### Working data:
START

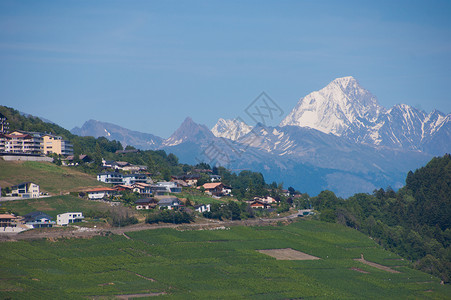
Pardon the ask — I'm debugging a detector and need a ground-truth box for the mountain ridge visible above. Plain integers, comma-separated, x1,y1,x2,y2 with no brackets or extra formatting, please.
70,76,451,196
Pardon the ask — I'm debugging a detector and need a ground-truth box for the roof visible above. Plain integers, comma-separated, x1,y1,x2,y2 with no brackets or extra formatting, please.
135,198,158,204
97,172,124,176
133,182,150,187
86,187,116,193
12,181,37,188
124,173,147,177
114,184,133,190
24,211,52,220
203,182,222,190
158,197,182,205
0,214,17,219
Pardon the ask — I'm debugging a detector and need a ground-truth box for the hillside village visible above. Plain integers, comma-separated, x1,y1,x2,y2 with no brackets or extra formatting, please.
0,106,451,282
0,109,306,233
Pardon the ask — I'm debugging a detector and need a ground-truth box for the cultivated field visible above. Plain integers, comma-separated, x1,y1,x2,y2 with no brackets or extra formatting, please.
0,221,451,299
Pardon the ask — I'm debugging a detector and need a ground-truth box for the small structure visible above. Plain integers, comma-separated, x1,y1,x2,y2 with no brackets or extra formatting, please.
24,211,55,228
65,154,94,166
158,197,183,210
171,174,200,186
132,182,152,196
203,182,232,197
114,184,133,191
135,198,158,210
209,175,221,182
56,212,85,226
0,214,17,227
250,200,271,208
194,204,211,213
0,113,9,133
157,181,182,193
97,172,124,184
86,187,116,200
122,173,147,185
254,196,277,204
11,182,40,198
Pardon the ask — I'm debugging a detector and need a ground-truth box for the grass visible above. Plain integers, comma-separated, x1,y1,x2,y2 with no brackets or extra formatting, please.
0,221,451,299
0,159,102,195
177,188,228,204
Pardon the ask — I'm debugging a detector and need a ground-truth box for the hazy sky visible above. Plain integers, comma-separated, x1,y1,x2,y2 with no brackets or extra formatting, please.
0,0,451,137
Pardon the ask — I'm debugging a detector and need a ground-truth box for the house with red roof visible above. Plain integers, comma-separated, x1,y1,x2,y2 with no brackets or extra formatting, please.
86,187,116,200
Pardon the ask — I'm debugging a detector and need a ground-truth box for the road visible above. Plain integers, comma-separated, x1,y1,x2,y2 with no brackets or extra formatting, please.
0,213,306,242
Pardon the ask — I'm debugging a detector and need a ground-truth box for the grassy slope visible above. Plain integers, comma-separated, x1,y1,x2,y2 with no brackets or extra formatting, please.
0,221,451,299
0,159,102,195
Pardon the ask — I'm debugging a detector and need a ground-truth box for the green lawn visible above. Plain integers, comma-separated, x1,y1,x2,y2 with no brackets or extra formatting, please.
0,159,102,195
0,221,451,299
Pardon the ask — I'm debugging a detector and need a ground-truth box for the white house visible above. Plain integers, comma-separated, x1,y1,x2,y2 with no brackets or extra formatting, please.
157,181,182,193
11,182,40,198
158,197,183,210
86,187,116,200
97,172,124,184
56,212,84,225
194,204,210,213
122,174,147,185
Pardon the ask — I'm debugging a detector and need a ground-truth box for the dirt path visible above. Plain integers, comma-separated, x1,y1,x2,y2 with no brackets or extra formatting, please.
0,217,292,242
116,292,166,300
354,257,401,273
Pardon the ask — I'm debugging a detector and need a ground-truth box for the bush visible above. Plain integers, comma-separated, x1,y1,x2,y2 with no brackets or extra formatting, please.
146,210,194,224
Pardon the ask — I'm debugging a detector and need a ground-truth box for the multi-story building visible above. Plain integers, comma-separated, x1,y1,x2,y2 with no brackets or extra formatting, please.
0,131,43,154
56,212,84,225
11,182,40,198
42,134,74,155
0,113,9,133
0,130,73,155
97,172,124,184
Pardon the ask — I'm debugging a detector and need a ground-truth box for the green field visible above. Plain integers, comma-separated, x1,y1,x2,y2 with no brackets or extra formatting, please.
0,221,451,299
0,159,102,195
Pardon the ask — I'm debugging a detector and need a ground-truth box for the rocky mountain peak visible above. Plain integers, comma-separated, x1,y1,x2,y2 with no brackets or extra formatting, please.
211,118,252,141
163,117,214,147
280,76,384,136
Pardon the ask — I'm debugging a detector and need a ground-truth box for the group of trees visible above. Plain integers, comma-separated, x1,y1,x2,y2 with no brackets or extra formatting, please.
311,154,451,282
146,209,194,224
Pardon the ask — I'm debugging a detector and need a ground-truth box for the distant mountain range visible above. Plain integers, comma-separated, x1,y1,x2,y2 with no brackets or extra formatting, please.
72,77,451,196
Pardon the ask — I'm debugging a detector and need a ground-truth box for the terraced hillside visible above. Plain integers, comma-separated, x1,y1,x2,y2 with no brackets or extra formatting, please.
0,220,451,299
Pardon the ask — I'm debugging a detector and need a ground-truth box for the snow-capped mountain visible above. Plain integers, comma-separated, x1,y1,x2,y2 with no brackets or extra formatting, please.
71,120,163,150
280,76,451,155
280,76,384,136
72,77,451,196
162,117,214,147
211,118,252,141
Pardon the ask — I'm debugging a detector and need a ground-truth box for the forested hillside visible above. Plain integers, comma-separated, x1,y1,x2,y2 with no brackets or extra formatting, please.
311,154,451,282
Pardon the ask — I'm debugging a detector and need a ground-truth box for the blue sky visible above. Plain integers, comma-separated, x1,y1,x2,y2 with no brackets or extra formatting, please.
0,0,451,137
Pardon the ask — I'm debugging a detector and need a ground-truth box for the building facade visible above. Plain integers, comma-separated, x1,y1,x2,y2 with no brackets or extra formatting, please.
11,182,40,198
56,212,84,226
42,134,74,156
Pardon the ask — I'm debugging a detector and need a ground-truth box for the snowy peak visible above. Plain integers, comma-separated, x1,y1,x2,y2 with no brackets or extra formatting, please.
71,120,163,150
211,118,252,141
280,76,384,136
163,117,214,147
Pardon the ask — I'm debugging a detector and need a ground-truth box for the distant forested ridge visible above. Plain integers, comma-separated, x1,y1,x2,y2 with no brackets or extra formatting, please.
311,154,451,282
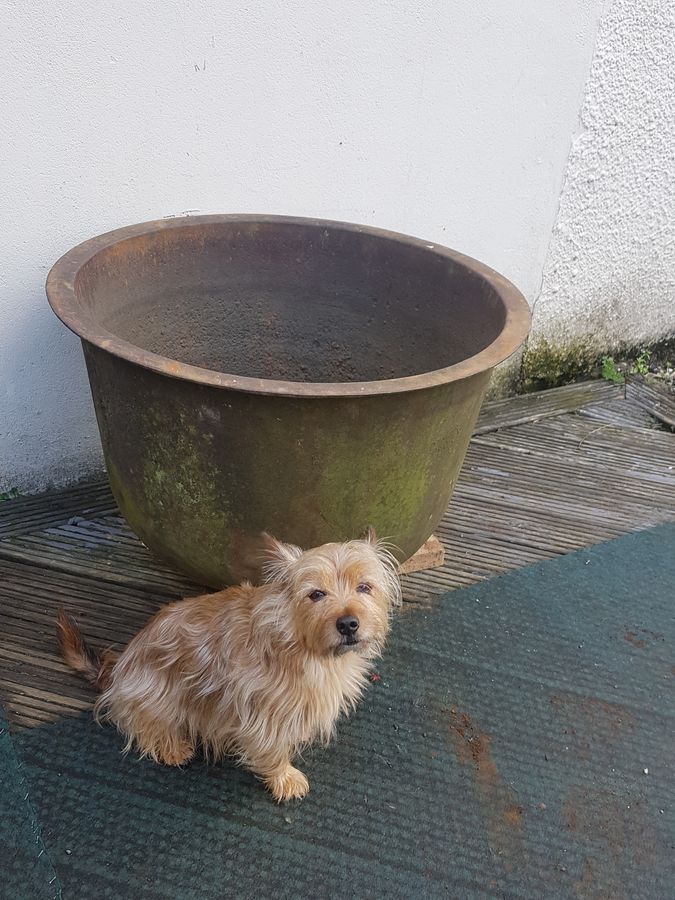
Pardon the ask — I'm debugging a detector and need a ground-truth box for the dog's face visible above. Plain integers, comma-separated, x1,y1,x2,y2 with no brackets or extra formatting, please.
268,536,400,656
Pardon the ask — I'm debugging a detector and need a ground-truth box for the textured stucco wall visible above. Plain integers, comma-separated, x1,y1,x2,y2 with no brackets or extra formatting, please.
0,0,601,490
530,0,675,350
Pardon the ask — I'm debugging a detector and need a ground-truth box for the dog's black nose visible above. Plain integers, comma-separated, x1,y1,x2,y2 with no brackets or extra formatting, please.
335,616,359,637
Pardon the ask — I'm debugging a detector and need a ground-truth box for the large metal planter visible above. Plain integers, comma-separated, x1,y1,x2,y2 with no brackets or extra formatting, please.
47,216,529,586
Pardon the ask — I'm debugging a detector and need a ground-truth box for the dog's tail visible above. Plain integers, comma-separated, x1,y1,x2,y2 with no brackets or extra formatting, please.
56,610,115,691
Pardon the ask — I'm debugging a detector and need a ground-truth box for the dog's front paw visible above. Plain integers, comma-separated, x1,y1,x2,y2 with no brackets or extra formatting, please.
265,766,309,803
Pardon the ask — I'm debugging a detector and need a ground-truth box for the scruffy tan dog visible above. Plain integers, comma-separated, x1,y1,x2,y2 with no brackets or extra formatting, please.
58,533,400,801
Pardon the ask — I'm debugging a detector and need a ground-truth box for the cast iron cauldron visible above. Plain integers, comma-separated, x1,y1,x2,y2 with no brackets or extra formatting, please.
47,215,529,587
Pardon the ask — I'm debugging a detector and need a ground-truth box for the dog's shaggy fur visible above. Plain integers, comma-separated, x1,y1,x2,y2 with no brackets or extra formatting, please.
58,535,400,801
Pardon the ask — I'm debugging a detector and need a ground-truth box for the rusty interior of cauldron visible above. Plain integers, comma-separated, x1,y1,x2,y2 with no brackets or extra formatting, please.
75,221,505,382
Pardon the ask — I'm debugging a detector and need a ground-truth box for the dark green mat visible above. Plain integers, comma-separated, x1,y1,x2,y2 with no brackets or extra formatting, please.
5,525,675,900
0,713,61,900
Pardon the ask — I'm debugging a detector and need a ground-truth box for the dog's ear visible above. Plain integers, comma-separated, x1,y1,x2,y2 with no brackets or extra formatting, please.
362,525,377,544
263,533,302,581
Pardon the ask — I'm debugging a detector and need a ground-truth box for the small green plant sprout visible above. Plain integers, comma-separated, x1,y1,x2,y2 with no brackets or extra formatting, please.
601,356,624,384
631,350,652,375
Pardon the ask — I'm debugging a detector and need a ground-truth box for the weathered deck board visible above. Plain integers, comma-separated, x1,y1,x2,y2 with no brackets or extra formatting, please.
0,382,675,728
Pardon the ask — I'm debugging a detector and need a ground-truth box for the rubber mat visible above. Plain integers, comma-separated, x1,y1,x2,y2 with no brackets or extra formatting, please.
0,713,61,900
5,524,675,900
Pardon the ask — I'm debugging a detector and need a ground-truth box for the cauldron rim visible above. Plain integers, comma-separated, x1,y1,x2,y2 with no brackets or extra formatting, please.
46,214,530,399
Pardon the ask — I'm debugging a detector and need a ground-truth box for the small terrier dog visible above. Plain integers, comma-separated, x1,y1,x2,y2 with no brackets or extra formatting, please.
58,532,401,802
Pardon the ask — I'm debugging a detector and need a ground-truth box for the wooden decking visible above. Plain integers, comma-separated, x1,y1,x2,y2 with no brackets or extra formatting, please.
0,382,675,728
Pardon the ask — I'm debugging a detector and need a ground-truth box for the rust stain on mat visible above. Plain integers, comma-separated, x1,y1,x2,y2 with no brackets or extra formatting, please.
447,707,525,871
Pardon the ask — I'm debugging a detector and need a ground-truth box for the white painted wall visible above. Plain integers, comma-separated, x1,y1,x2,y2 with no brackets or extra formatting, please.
531,0,675,350
0,0,601,490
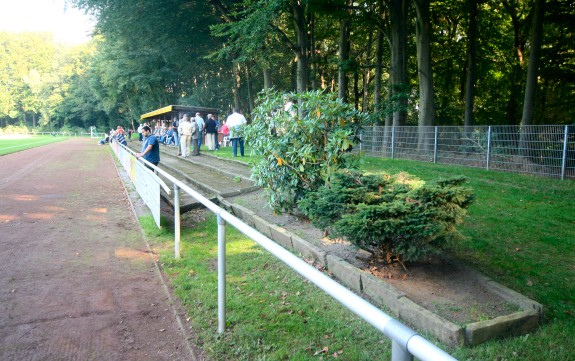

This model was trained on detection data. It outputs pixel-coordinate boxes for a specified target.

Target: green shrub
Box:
[299,170,474,264]
[245,91,366,212]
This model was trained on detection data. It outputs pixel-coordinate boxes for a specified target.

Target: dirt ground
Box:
[0,139,203,360]
[232,192,518,325]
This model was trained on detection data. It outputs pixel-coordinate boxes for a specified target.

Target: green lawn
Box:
[0,135,69,155]
[143,156,575,361]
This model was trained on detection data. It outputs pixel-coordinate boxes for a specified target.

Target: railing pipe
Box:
[391,126,395,159]
[486,125,491,170]
[220,210,455,361]
[433,126,439,163]
[115,142,462,361]
[174,183,180,259]
[218,214,226,334]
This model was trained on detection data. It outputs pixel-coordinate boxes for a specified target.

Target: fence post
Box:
[433,126,439,163]
[561,125,569,179]
[391,126,395,159]
[218,214,226,334]
[487,125,491,170]
[174,183,180,259]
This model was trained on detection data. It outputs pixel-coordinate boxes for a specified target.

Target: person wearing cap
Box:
[178,114,197,157]
[205,114,218,150]
[192,113,206,151]
[226,108,247,157]
[136,125,160,165]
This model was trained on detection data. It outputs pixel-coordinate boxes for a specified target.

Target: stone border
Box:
[218,197,543,347]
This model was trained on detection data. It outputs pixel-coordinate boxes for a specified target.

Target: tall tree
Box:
[415,0,435,149]
[464,0,479,128]
[388,0,410,126]
[338,0,351,103]
[521,0,545,127]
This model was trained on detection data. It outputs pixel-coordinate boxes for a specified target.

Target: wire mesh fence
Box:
[359,125,575,179]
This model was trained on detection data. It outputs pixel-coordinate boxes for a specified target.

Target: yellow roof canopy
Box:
[140,105,220,121]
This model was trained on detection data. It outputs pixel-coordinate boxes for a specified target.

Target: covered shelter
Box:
[140,105,220,123]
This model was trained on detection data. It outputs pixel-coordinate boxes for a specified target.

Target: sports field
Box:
[0,134,70,155]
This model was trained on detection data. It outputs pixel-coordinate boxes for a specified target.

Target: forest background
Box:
[0,0,575,130]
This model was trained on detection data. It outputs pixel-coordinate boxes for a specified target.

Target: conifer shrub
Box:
[298,170,474,267]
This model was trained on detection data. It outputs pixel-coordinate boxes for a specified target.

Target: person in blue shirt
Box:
[136,125,160,165]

END

### Exercise:
Set down everything from the start of the entries down to the line containing "70,76,451,196", copied word for word with the picture left out.

### The output:
Pardon the ask — I'm debugging a detector and need a ground-truth box for the mountain ridge visible above. Plain integers, comma-separated, x1,y1,x2,y2 with no brackets or extra formatting, please.
70,76,451,196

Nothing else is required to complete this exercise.